Return all of the entries below exactly as they are given.

Dataset items
━━━━━━━━━━━━━━━━

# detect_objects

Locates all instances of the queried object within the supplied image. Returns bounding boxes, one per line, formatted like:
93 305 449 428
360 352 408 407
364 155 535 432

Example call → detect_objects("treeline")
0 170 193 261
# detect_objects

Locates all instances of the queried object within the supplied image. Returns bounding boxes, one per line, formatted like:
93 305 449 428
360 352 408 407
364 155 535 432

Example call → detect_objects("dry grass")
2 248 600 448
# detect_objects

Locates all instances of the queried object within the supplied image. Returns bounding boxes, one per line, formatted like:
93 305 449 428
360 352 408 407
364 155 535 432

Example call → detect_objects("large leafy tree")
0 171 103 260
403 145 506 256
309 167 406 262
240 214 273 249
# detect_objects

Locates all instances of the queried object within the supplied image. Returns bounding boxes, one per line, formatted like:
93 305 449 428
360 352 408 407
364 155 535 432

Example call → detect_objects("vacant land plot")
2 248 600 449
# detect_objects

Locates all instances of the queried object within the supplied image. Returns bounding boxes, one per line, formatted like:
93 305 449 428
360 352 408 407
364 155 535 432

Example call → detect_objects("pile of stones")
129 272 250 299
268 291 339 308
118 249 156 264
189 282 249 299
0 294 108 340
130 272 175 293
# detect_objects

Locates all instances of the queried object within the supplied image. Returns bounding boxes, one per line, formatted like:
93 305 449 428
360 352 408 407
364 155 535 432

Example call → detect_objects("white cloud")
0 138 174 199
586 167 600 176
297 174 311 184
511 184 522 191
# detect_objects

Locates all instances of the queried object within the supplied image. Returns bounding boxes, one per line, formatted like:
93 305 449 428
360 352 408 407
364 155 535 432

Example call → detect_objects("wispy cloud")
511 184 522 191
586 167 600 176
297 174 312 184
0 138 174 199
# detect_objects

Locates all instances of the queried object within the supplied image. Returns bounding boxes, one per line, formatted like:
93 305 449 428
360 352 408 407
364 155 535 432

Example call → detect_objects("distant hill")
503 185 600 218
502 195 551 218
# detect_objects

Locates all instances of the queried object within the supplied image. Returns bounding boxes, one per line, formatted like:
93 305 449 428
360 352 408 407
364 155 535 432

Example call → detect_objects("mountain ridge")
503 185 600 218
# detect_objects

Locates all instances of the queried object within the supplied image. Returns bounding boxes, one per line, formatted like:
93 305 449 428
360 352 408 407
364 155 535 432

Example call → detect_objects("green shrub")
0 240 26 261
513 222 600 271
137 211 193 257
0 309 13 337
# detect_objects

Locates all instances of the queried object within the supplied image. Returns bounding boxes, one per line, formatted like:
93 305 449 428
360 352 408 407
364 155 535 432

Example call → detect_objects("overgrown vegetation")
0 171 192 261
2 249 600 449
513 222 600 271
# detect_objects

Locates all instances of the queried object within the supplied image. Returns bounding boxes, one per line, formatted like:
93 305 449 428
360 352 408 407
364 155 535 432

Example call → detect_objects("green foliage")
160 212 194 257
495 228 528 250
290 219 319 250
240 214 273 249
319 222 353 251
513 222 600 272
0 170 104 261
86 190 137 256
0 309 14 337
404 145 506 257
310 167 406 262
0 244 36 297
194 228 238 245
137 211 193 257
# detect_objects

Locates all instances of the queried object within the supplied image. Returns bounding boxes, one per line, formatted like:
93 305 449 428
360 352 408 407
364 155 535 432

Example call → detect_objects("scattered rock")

━━━━━━━━━━━━━━━━

Your response >>
# detect_objects

Locates all instances of the queried object within the supplied image. Returns bounding boxes, one per line, formatted like:
93 305 449 428
360 352 408 407
364 155 535 432

Example call → detect_objects("treeline")
0 170 193 261
# detect_objects

Locates all instances of the queried object within the supplied image. Returns bounding boxes, one per line, formatted like:
93 305 449 428
360 352 408 407
364 155 535 432

Example call → detect_objects("dry grass")
2 248 600 448
# detect_objects

Locates all instances of the queried object within the supplied image. Returns bounding boxes, one per line, formatted like:
93 305 449 428
360 352 408 407
364 155 535 432

Example call → detect_objects("large leafy tree")
0 171 103 260
403 145 506 256
309 167 406 262
240 214 273 249
# detect_objects

Locates all instances of the queried object within the supplied image. Returns bounding boxes, one per line, formatted like:
93 305 449 428
360 352 408 407
364 155 535 432

Example call → detect_objects("vacant land plot")
2 248 600 449
# detect_objects

Locates all instances of the queried object within the supplied image. Returns bounding boxes, one per line, formatted like:
93 305 449 428
360 352 408 407
364 155 535 432

Example call → detect_objects("pile of stones")
129 272 250 299
268 291 339 308
118 249 156 264
189 282 249 299
0 294 108 340
130 272 175 293
# detect_objects

Locates all instances of the queried object within the supplied image. Returns bounding boxes, one per line, formatted like:
93 305 449 428
360 352 408 407
364 155 535 432

Example call → detect_objects("white cloud")
0 138 174 199
586 167 600 176
297 174 311 184
511 184 522 191
# detect_objects

Locates all instances of the queried object within the supplied image. Returns bounding boxes, one per line, formatted like:
93 305 449 428
360 352 408 407
364 155 535 432

Example call → detect_objects("wispy cloud")
511 184 522 191
586 167 600 176
297 174 312 184
0 138 174 199
# detect_objects

Locates all instances of the queried object within the supplied image. Returns bounding boxes, one per line, formatted like:
93 305 449 428
360 352 408 407
364 155 535 432

Example call → detect_objects("distant hill")
503 185 600 218
502 195 551 218
# detect_objects

Locates all instances of the queried object within the supplied image. Returns bounding boxes, one per line, formatted like:
93 305 449 428
360 352 408 407
364 155 535 432

Example call → detect_objects("mountain ridge")
503 185 600 218
# detect_objects

Locates all instances of the queried object within the supplied image. Returns bounding boxes, one per line, formatted like:
93 305 449 428
360 352 408 407
364 155 535 432

Example call → detect_objects("green shrub")
0 240 26 261
513 222 600 271
137 211 193 257
0 309 13 337
# detect_objects

Locates all instances of the queried object within the supplied image. Returns bounding boxes, one per line, formatted like:
93 305 449 428
360 352 408 407
364 155 535 432

Example call → detect_objects("overgrown vegetation")
0 171 192 261
2 249 600 449
513 222 600 271
# detect_objects

Locates all instances of the queried object within the supplied image. Returns bounding boxes, one per line, formatted like:
93 305 449 428
360 352 408 407
364 155 535 432

Example call → detect_objects("green foliage")
160 212 194 257
495 228 528 250
290 219 319 250
240 214 273 249
319 222 353 251
513 222 600 272
0 170 104 261
86 190 137 256
0 309 14 337
404 145 506 257
310 167 406 262
0 244 36 297
194 228 238 245
137 211 193 257
# detect_objects

Locates all instances of the queried object within the supplied image. Returns bounding boxes, one per line, formatted like:
93 305 449 428
360 352 408 407
364 155 535 432

Example call → detect_objects("scattered rock")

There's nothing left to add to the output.